---------- SUPPLIED MATERIAL

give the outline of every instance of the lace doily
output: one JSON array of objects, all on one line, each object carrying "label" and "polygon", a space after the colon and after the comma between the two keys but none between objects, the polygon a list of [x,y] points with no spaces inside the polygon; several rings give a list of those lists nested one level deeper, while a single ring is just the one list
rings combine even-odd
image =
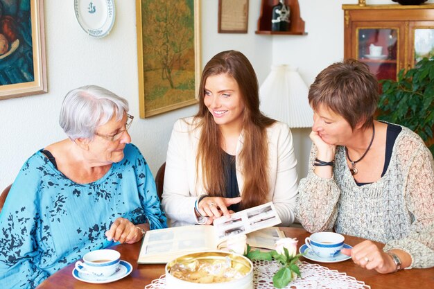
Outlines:
[{"label": "lace doily", "polygon": [[[302,278],[297,278],[286,287],[289,289],[370,289],[365,282],[347,274],[331,270],[318,264],[301,262],[298,265]],[[280,268],[277,262],[254,262],[253,286],[255,289],[274,289],[272,277]],[[166,278],[162,275],[145,286],[145,289],[165,289]]]}]

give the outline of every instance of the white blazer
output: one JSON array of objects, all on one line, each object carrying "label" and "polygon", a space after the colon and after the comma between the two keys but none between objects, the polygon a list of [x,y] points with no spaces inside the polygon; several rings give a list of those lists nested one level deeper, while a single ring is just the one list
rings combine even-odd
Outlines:
[{"label": "white blazer", "polygon": [[[193,117],[180,119],[175,123],[168,143],[162,206],[170,226],[198,223],[194,203],[198,196],[207,194],[200,170],[196,176],[196,159],[201,129],[195,129]],[[297,176],[293,137],[289,127],[276,122],[267,128],[268,139],[268,178],[270,191],[267,202],[272,201],[281,226],[294,222],[297,195]],[[236,145],[236,160],[243,148],[243,132]],[[242,196],[244,178],[242,164],[236,161],[236,179]],[[198,182],[196,182],[198,177]]]}]

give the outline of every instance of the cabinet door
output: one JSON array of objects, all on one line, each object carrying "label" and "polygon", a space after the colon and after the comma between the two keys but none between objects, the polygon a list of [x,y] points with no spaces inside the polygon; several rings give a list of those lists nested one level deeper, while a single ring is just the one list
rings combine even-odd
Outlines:
[{"label": "cabinet door", "polygon": [[408,28],[407,69],[423,58],[434,56],[434,21],[410,21]]},{"label": "cabinet door", "polygon": [[380,79],[395,79],[404,67],[405,26],[397,21],[353,23],[353,57]]}]

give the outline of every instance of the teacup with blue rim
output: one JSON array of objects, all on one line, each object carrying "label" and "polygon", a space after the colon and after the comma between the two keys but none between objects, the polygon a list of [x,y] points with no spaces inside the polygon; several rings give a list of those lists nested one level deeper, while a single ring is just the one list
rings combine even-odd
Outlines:
[{"label": "teacup with blue rim", "polygon": [[120,259],[121,254],[115,250],[91,251],[83,256],[83,262],[76,262],[76,270],[90,276],[108,277],[116,272]]},{"label": "teacup with blue rim", "polygon": [[344,247],[345,238],[331,231],[315,233],[305,239],[306,245],[318,256],[331,258],[338,255]]}]

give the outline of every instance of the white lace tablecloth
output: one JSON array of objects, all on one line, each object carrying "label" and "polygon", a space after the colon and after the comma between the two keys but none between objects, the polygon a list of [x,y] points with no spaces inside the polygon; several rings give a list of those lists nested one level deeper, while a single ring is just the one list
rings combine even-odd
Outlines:
[{"label": "white lace tablecloth", "polygon": [[[274,289],[272,277],[280,268],[275,261],[254,262],[253,285],[255,289]],[[347,274],[331,270],[318,264],[301,262],[299,264],[302,278],[297,278],[288,284],[290,289],[368,289],[371,287],[365,282],[357,281]],[[153,281],[145,289],[165,289],[165,275]]]}]

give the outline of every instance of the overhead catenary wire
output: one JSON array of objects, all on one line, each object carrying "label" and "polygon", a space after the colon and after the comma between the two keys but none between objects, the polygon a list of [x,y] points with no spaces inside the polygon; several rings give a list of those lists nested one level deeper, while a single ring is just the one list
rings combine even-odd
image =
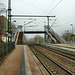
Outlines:
[{"label": "overhead catenary wire", "polygon": [[[59,2],[52,8],[52,10],[51,10],[50,12],[47,13],[47,15],[49,15],[49,14],[50,14],[61,2],[62,2],[62,0],[59,1]],[[52,2],[52,3],[53,3],[53,2]],[[42,20],[43,20],[43,19],[42,19]],[[42,20],[41,20],[39,23],[41,23]],[[39,24],[39,23],[38,23],[38,24]]]},{"label": "overhead catenary wire", "polygon": [[27,3],[28,5],[30,5],[30,6],[32,6],[32,7],[34,7],[34,8],[37,8],[37,9],[39,9],[39,10],[41,10],[41,11],[45,11],[45,10],[39,8],[38,6],[36,6],[36,5],[34,5],[34,4],[31,4],[31,3],[29,3],[29,2],[27,2],[27,1],[25,1],[25,0],[22,0],[22,1],[24,1],[24,3]]}]

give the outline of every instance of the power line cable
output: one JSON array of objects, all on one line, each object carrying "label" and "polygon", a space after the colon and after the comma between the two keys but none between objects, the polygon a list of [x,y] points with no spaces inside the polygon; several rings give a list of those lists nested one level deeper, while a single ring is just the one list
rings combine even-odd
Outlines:
[{"label": "power line cable", "polygon": [[39,9],[39,10],[41,10],[41,11],[45,11],[45,10],[43,10],[43,9],[41,9],[41,8],[39,8],[39,7],[37,7],[36,5],[31,4],[31,3],[29,3],[29,2],[27,2],[27,1],[25,1],[25,0],[22,0],[22,1],[24,1],[24,3],[27,3],[28,5],[30,5],[30,6],[32,6],[32,7],[34,7],[34,8],[37,8],[37,9]]},{"label": "power line cable", "polygon": [[[62,2],[62,0],[61,0],[59,3],[57,3],[57,4],[54,6],[54,8],[53,8],[48,14],[50,14],[61,2]],[[47,14],[47,15],[48,15],[48,14]]]},{"label": "power line cable", "polygon": [[[62,0],[59,2],[59,3],[57,3],[55,6],[54,6],[54,8],[48,13],[48,14],[50,14],[60,3],[62,2]],[[47,14],[47,15],[48,15]],[[43,20],[43,19],[42,19]],[[41,23],[42,21],[40,21],[39,23]]]}]

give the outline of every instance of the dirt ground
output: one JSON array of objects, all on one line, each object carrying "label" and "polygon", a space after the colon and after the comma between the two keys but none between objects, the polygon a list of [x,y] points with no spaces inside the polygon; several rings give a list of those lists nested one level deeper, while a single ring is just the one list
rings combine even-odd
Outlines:
[{"label": "dirt ground", "polygon": [[0,75],[19,75],[22,46],[17,45],[0,65]]}]

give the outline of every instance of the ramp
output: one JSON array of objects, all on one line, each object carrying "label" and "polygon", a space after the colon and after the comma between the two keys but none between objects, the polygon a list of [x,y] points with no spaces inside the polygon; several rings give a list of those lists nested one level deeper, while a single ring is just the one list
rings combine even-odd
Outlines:
[{"label": "ramp", "polygon": [[23,40],[23,32],[19,32],[17,45],[22,45],[23,44],[22,40]]}]

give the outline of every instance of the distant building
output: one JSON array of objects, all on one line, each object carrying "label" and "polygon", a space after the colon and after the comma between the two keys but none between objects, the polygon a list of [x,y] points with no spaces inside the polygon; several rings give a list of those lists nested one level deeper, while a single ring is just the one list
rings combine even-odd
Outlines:
[{"label": "distant building", "polygon": [[6,21],[8,21],[6,19],[6,17],[0,16],[0,42],[2,41],[1,37],[2,37],[2,35],[4,33],[4,31],[6,30]]}]

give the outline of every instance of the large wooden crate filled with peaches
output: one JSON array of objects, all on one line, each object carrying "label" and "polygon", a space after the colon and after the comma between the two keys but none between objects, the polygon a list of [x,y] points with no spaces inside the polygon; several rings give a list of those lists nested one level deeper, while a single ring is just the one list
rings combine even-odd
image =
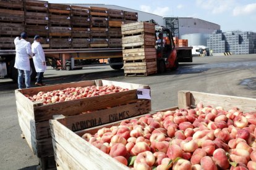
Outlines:
[{"label": "large wooden crate filled with peaches", "polygon": [[76,131],[143,115],[151,111],[151,100],[138,99],[140,89],[150,91],[147,85],[107,80],[16,90],[19,124],[35,155],[53,156],[48,121],[53,115],[66,116],[67,127]]},{"label": "large wooden crate filled with peaches", "polygon": [[255,120],[255,99],[179,91],[177,107],[76,132],[49,121],[59,169],[256,169]]}]

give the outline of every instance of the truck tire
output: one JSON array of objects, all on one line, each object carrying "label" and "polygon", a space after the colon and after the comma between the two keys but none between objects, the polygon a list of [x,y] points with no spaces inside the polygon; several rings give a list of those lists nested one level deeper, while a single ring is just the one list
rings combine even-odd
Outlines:
[{"label": "truck tire", "polygon": [[163,73],[166,71],[165,63],[163,60],[158,60],[157,62],[157,72],[158,73]]},{"label": "truck tire", "polygon": [[[33,60],[30,60],[30,70],[32,71],[30,72],[30,80],[35,80],[36,77],[36,71],[35,68],[34,63],[33,62]],[[14,67],[15,64],[15,59],[12,60],[10,62],[10,66],[9,68],[9,74],[10,75],[10,78],[14,81],[17,82],[18,81],[18,70]]]},{"label": "truck tire", "polygon": [[[109,63],[122,63],[122,58],[108,59]],[[110,65],[110,67],[114,70],[120,70],[124,67],[124,64],[120,65]]]},{"label": "truck tire", "polygon": [[173,66],[173,67],[171,68],[172,70],[176,70],[179,67],[179,62],[177,61],[177,60],[176,59],[174,62],[174,65]]}]

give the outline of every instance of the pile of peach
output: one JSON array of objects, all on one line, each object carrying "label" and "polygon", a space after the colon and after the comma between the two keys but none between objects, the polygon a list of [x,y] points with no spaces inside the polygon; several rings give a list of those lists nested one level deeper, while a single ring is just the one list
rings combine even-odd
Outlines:
[{"label": "pile of peach", "polygon": [[82,138],[133,169],[256,169],[256,111],[158,112]]},{"label": "pile of peach", "polygon": [[69,87],[64,90],[56,90],[49,92],[39,92],[36,95],[29,96],[25,95],[30,100],[40,101],[44,105],[69,101],[85,97],[90,97],[97,95],[105,95],[128,91],[114,85],[105,85],[103,86],[87,86],[85,87]]}]

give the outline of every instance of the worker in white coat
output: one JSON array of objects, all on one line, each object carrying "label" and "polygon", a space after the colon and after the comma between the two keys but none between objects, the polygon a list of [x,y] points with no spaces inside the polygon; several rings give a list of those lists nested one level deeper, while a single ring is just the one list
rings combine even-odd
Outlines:
[{"label": "worker in white coat", "polygon": [[27,35],[25,33],[20,34],[20,38],[16,37],[14,39],[16,56],[15,58],[14,67],[18,69],[19,89],[22,89],[23,86],[23,79],[25,74],[25,84],[26,88],[30,87],[30,56],[33,57],[31,51],[30,42],[26,41]]},{"label": "worker in white coat", "polygon": [[45,52],[40,44],[41,39],[39,35],[36,35],[34,38],[34,42],[32,44],[32,52],[35,54],[35,56],[33,57],[33,61],[37,73],[37,80],[35,84],[40,86],[45,85],[43,83],[43,73],[46,70]]}]

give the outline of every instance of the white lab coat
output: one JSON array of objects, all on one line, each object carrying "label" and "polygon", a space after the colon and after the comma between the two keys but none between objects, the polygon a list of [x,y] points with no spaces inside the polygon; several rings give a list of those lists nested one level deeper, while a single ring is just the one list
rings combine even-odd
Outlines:
[{"label": "white lab coat", "polygon": [[33,42],[32,52],[35,54],[35,56],[33,57],[33,61],[34,62],[36,71],[37,73],[45,72],[46,70],[46,63],[45,63],[43,65],[43,62],[45,62],[45,56],[40,42],[35,41]]},{"label": "white lab coat", "polygon": [[29,55],[33,56],[30,42],[23,39],[20,40],[19,37],[16,37],[14,44],[16,51],[14,67],[19,70],[30,71]]}]

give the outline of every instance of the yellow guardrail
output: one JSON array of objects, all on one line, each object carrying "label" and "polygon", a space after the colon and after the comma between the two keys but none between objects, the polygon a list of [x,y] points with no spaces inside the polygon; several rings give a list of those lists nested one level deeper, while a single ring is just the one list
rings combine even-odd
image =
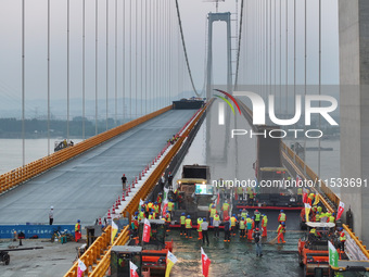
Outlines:
[{"label": "yellow guardrail", "polygon": [[369,251],[367,250],[367,247],[362,244],[362,240],[359,240],[358,237],[356,237],[355,232],[346,225],[342,224],[342,227],[347,231],[347,234],[355,240],[356,244],[360,248],[362,253],[366,255],[366,257],[369,260]]},{"label": "yellow guardrail", "polygon": [[68,147],[65,149],[62,149],[55,153],[52,153],[48,156],[44,156],[42,159],[39,159],[37,161],[34,161],[31,163],[26,164],[25,166],[15,168],[9,173],[0,175],[0,193],[5,192],[9,189],[14,188],[15,186],[61,164],[65,161],[77,156],[85,151],[97,147],[98,144],[101,144],[105,142],[106,140],[120,135],[122,133],[136,127],[137,125],[144,123],[160,114],[163,114],[171,109],[171,105],[166,106],[164,109],[161,109],[156,112],[153,112],[151,114],[144,115],[140,118],[133,119],[131,122],[128,122],[126,124],[123,124],[120,126],[117,126],[113,129],[106,130],[104,133],[101,133],[97,136],[93,136],[91,138],[88,138],[74,147]]},{"label": "yellow guardrail", "polygon": [[[319,180],[319,176],[315,174],[315,172],[305,164],[305,162],[295,154],[295,152],[292,151],[291,148],[289,148],[284,142],[281,142],[281,148],[282,150],[294,161],[296,165],[300,166],[302,171],[306,172],[306,175],[311,179],[311,180]],[[327,187],[325,181],[319,182],[320,189],[325,192],[325,194],[336,205],[340,205],[340,198],[329,188]]]},{"label": "yellow guardrail", "polygon": [[[150,191],[154,188],[155,184],[157,182],[157,180],[162,176],[163,172],[166,169],[166,167],[169,165],[174,155],[178,152],[178,150],[182,146],[183,140],[188,137],[189,133],[192,130],[192,128],[194,127],[196,122],[200,119],[200,117],[202,116],[202,114],[205,112],[205,110],[207,109],[207,106],[211,103],[212,102],[207,103],[205,105],[205,108],[203,108],[202,111],[196,115],[196,117],[192,121],[192,123],[184,130],[183,135],[179,138],[179,140],[177,140],[177,142],[169,150],[168,154],[165,155],[163,161],[153,171],[153,173],[149,176],[149,178],[144,181],[144,184],[140,187],[140,189],[135,193],[133,198],[129,201],[129,203],[126,205],[126,207],[122,211],[122,214],[124,216],[127,216],[129,218],[129,221],[130,221],[130,215],[133,214],[137,211],[140,200],[144,199],[150,193]],[[107,231],[109,231],[109,234],[111,234],[111,226],[109,226],[109,227],[110,227],[110,229]],[[128,226],[126,226],[120,231],[120,234],[117,236],[113,245],[124,245],[128,241],[128,239],[129,239],[129,232],[128,232]],[[87,273],[87,274],[88,274],[88,276],[97,276],[97,277],[104,276],[106,270],[109,269],[109,266],[110,266],[110,263],[111,263],[110,240],[109,241],[106,241],[106,240],[100,241],[99,248],[97,249],[97,247],[94,247],[94,249],[91,250],[92,253],[104,252],[104,255],[100,255],[101,260],[99,260],[99,261],[97,259],[86,259],[86,256],[89,257],[89,256],[93,255],[92,253],[90,254],[90,248],[80,257],[80,260],[85,263],[86,267],[88,268],[87,272],[92,270],[91,273]],[[97,264],[97,265],[94,265],[94,264]],[[77,276],[77,266],[78,266],[78,264],[75,263],[72,266],[72,268],[64,275],[64,277],[75,277],[75,276]]]}]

--------------------

■ GOAL: Find each line in the material above that contains the word "cable" and copy those lines out in full.

■ WRITTEN ANSWER:
give the outline of every instance of the power line cable
[{"label": "power line cable", "polygon": [[39,9],[39,10],[41,10],[41,11],[45,11],[45,10],[43,10],[43,9],[41,9],[41,8],[39,8],[39,7],[37,7],[36,5],[31,4],[31,3],[29,3],[29,2],[27,2],[27,1],[25,1],[25,0],[22,0],[22,1],[24,1],[24,3],[27,3],[28,5],[30,5],[30,6],[32,6],[32,7],[34,7],[34,8],[37,8],[37,9]]},{"label": "power line cable", "polygon": [[[62,2],[62,0],[61,0],[59,3],[57,3],[57,4],[54,6],[54,8],[53,8],[48,14],[50,14],[61,2]],[[47,14],[47,15],[48,15],[48,14]]]},{"label": "power line cable", "polygon": [[[62,0],[59,2],[59,3],[57,3],[55,6],[54,6],[54,8],[48,13],[48,14],[50,14],[60,3],[62,2]],[[47,14],[47,15],[48,15]],[[43,20],[43,19],[42,19]],[[41,23],[42,21],[40,21],[39,23]]]}]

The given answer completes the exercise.